- Born: Rhonda Stapley 1955 (age 70–71) Salt Lake City, Utah, U. S.
- Other name: Rhonda Goddings
- Education: University of Utah
- Occupations: Author; Pharmacist; Motivational speaker; Advocator; Human rights activist;
- Years active: 2016 – present
- Children: 2

= Rhonda Stapley =

American author (born 1955)

Rhonda Stapley (born 1955) is an American author, retired pharmacist, and public speaker recognized for surviving a 1974 attack by serial killer Ted Bundy. After maintaining silence for nearly 42 years, she published her memoir in 2016, detailing the assault and her lifelong battle with post-traumatic stress disorder (PTSD).

== Early life and education ==
Stapley grew up in the Latter-day Saint (LDS) faith. In 1974, she was a 21-year-old pharmacy student at the University of Utah. On the day of her encounter, she had just finished a dental appointment and was waiting for a bus in downtown Salt Lake City near Liberty Park.

== The 1974 encounter ==
On October 11, 1974, a man in a tan Volkswagen Beetle offered her a ride. He introduced himself as "Ted," a first-year law student, and appeared non-threatening. Stapley noted the passenger door handle was missing but assumed it was just an old car. Bundy claimed he had a quick errand "near the zoo," but drove past Hogle Zoo into a secluded area of Emigration Canyon. After parking in an isolated grove, Bundy leaned in as if to kiss her, then whispered, "I'm going to kill you". He strangled her into unconsciousness and spent hours raping and torturing her, repeatedly reviving her only to choke her again.

When Bundy turned away to retrieve something (likely a weapon) from his car, Stapley fled. Despite her clothing being entangled, she fell into a mountain stream that swept her away. She eventually hiked 10 to 12 miles back to campus in wet, freezing clothes.

==============================

Assigned task A:
Answer these questions on the Stapley biography, one per line:
(i) What was Stapley studying in 1974, and at which university?
(ii) What car was the man who offered her a ride driving?
(iii) How far did she hike back to campus after escaping?
Assigned task B: Write out the part of the Stapley biography that runs from "American author (born" down to "stress disorder (PTSD).", word for word.
None of the segmentation mask data is needed here.

[Segmentation mask data]
==============================

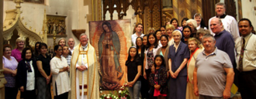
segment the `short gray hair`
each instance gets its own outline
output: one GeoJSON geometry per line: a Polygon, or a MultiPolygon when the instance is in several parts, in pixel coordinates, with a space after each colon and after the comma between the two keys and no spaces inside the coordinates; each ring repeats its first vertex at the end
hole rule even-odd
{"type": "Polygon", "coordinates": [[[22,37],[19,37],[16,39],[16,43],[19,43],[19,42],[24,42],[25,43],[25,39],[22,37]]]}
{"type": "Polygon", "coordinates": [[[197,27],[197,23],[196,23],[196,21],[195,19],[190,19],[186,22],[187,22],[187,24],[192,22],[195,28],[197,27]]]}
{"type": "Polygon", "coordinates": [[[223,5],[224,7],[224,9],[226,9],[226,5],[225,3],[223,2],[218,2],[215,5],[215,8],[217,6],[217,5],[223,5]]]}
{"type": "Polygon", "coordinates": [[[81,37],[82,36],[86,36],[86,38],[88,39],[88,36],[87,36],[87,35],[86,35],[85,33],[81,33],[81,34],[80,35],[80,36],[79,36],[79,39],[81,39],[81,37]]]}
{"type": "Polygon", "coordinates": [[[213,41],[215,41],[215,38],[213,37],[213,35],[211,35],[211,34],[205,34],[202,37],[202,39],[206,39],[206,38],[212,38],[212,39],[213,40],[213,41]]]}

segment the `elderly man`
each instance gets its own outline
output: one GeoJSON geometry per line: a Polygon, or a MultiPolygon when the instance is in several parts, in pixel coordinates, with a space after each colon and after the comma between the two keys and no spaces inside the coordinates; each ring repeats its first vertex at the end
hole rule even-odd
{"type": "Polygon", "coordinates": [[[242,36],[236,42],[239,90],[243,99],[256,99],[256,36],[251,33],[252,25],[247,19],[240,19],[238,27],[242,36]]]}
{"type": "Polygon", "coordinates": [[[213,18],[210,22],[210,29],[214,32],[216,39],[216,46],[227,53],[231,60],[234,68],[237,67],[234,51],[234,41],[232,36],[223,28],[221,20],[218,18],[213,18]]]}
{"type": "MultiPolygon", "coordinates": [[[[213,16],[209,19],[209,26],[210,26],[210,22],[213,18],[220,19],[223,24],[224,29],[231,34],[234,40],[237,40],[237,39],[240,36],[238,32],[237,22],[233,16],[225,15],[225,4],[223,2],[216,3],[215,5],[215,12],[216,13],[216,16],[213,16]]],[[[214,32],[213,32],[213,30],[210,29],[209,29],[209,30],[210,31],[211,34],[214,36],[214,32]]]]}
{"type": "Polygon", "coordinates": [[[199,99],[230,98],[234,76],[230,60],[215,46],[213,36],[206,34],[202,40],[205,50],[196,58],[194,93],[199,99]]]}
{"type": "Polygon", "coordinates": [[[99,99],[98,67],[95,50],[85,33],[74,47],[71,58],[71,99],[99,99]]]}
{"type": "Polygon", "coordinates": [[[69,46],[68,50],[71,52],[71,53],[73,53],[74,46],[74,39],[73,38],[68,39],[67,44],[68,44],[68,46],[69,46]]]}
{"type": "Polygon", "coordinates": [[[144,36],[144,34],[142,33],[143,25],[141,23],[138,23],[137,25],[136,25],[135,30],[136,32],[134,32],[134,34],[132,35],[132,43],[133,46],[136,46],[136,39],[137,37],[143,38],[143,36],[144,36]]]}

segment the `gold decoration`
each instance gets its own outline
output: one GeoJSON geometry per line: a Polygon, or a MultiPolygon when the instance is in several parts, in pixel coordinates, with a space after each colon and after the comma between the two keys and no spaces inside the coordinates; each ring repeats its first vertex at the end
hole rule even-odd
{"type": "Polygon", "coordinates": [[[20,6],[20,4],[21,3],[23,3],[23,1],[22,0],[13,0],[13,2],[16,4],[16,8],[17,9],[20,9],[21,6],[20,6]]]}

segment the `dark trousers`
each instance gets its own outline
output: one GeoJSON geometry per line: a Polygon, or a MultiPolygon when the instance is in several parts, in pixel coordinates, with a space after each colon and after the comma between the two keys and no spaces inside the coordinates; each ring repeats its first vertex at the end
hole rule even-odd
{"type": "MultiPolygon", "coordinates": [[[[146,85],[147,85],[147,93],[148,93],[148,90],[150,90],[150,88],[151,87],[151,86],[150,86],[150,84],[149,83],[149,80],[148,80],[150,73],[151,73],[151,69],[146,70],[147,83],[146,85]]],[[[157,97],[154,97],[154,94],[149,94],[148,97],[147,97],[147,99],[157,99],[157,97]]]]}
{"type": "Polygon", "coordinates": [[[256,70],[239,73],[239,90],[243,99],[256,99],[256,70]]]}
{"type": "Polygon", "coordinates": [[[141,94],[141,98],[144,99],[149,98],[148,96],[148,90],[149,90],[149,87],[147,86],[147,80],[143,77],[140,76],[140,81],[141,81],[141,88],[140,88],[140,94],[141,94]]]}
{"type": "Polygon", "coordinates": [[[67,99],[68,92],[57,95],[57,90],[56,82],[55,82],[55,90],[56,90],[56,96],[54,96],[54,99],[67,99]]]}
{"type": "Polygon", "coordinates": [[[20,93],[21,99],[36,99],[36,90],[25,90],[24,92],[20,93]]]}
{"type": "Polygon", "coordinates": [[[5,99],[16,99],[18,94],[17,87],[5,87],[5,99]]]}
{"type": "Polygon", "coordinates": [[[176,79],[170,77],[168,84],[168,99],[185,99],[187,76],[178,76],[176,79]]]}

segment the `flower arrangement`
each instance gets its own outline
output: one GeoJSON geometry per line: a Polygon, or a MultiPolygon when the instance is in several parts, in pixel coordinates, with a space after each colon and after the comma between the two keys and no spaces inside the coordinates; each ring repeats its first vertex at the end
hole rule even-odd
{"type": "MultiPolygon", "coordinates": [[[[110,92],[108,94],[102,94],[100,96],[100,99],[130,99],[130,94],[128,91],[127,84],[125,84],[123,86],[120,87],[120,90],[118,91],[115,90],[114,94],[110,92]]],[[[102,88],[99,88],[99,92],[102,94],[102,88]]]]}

==============================

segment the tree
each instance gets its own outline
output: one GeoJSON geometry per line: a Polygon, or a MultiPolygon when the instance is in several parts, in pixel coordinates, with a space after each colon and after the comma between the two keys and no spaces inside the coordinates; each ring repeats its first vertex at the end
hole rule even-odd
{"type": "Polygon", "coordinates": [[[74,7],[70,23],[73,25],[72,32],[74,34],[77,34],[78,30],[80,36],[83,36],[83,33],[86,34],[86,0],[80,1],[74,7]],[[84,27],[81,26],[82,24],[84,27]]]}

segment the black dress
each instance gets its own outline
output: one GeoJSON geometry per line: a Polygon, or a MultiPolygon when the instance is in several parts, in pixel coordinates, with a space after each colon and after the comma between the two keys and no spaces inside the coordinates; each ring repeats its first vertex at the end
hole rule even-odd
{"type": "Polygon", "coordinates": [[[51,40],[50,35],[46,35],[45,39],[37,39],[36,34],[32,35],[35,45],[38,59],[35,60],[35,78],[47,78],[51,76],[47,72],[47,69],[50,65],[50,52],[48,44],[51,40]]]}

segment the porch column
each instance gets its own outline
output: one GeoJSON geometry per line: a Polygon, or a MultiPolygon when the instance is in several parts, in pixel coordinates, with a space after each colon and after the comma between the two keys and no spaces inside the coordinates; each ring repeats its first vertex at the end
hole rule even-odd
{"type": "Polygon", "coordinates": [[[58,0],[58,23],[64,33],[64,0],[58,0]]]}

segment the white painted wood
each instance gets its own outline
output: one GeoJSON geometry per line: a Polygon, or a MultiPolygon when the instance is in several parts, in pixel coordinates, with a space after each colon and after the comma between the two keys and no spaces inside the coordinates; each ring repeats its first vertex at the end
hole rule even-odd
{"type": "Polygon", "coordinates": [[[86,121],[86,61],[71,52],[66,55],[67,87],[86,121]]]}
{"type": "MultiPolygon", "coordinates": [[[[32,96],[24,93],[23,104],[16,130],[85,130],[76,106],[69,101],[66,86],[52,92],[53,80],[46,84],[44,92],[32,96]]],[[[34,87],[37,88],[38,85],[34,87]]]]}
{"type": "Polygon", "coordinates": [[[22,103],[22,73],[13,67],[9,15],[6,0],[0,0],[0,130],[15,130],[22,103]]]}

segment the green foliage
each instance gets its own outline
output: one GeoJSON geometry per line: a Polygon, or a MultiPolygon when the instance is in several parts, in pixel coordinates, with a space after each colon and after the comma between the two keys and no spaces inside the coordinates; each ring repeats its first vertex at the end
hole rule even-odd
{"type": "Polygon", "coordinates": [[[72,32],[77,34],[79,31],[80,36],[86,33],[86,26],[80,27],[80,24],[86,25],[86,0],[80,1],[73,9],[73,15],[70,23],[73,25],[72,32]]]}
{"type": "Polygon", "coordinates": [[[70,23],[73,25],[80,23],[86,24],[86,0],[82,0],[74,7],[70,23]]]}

==============================

Response box A:
(i) Pharmacy, at the University of Utah.
(ii) A tan Volkswagen Beetle.
(iii) 10 to 12 miles.

Response box B:
American author (born 1955)

Rhonda Stapley (born 1955) is an American author, retired pharmacist, and public speaker recognized for surviving a 1974 attack by serial killer Ted Bundy. After maintaining silence for nearly 42 years, she published her memoir in 2016, detailing the assault and her lifelong battle with post-traumatic stress disorder (PTSD).